— WHAT YOU NEED TO DO —
Take the line that contains "Target: green hedge" as the first line and the final line of the records as the last; return exactly those lines and the lines between.

— INPUT —
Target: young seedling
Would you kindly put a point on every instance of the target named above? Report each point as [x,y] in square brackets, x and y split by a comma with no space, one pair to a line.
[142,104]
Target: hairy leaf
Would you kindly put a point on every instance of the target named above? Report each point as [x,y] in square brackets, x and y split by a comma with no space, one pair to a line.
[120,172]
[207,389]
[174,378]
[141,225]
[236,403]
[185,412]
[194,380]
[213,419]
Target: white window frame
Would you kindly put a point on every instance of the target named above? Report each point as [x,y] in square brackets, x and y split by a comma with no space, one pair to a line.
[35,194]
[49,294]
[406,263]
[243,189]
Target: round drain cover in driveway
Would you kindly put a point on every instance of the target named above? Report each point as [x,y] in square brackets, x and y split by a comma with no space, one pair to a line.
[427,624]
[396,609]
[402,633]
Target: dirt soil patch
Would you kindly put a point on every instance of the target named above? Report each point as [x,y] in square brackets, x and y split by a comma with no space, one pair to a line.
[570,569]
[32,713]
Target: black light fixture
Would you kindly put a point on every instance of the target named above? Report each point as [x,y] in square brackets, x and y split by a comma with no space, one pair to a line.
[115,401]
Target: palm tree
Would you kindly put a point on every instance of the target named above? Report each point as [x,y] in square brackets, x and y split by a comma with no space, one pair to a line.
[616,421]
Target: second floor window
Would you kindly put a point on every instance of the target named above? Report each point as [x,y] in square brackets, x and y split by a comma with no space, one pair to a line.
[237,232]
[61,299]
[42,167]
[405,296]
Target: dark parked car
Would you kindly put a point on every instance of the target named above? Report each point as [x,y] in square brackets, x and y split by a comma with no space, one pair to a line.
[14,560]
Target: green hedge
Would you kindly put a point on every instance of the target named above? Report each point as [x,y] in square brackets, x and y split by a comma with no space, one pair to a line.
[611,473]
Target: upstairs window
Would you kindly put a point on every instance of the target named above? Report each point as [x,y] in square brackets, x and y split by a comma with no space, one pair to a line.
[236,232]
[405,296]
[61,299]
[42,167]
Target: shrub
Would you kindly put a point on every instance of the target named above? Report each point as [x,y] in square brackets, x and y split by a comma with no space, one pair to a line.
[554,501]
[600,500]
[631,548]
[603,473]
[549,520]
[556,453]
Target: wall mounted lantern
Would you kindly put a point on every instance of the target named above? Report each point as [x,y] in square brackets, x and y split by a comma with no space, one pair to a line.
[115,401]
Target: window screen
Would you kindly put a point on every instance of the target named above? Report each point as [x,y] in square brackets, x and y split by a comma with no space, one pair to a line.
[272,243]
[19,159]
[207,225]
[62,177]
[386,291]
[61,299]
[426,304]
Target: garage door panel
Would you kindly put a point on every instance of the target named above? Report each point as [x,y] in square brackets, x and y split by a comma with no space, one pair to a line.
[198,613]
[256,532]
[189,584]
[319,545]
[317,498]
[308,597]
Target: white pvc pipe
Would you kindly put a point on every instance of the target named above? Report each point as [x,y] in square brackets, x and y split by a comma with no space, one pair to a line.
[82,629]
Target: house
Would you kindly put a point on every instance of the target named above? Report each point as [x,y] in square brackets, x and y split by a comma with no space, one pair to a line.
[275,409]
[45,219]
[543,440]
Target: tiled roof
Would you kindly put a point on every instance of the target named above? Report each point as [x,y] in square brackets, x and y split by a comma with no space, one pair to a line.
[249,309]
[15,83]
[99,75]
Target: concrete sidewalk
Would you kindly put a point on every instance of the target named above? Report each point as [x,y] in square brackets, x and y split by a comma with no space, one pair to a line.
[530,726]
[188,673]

— RESPONSE TO THIS TASK —
Target: green hedge
Would you kindly put a point on every instance of the target named above? Report each point as [x,y] in square brackets, x and y split by a comma with no space, one pair to a line.
[611,473]
Target: upstairs window
Would you kindly put a point on every instance of the target named above? Report each point as [x,y] in square brackets, x and y split by a comma with no space, one pair to a line.
[236,232]
[405,296]
[61,299]
[42,167]
Target: shrub
Would you kindly put a point on every instance of the target named above? Report each point as [x,y] in square brackets, x and y split by a comma with no space, one pair to a line.
[554,501]
[600,500]
[631,548]
[603,473]
[549,520]
[556,453]
Target: wall mounted lantern
Would you kindly put a point on every instance of the target named above? Report each point as [x,y] in square brackets, x and y split by a comma with no space, one pair to a line.
[115,401]
Target: window screen
Would you kindly put a point on every instance of the target named above? Report each point as [x,y] in square brackets, x and y split by a comma with no space, one pair to a line.
[272,243]
[19,159]
[207,225]
[62,177]
[386,291]
[61,299]
[426,304]
Target: garage door panel
Would you kindly put a point on every instance of the target named above? Report each point as [x,y] in square brackets, x and y split by a comma with no space, one pair to a line.
[198,613]
[256,532]
[189,584]
[319,545]
[317,498]
[308,597]
Target: white pvc pipe
Would you kindly put a point on every instance of the target named above? Report each point as [x,y] in square brackets, x and y split by a comma with no space, one pair to a line.
[82,629]
Target: house
Would you kindly put a point on every instance of the target named above? Report each point as [x,y] in square brackets, x and y split by a comma with no space, one pair to a line.
[275,409]
[45,219]
[543,440]
Target: tiled roof
Would you kindly put a point on every instance of the target named above? Report each point as [x,y] in square brackets, x and y split by a comma with no space, one pair to a line.
[249,309]
[15,83]
[99,75]
Target: concrete sidewalk
Would you kindly put a point on every instance of the target named above? Report each point as [x,y] in square brackets, x and y split by a comma with no space, one pair to a line.
[530,726]
[188,673]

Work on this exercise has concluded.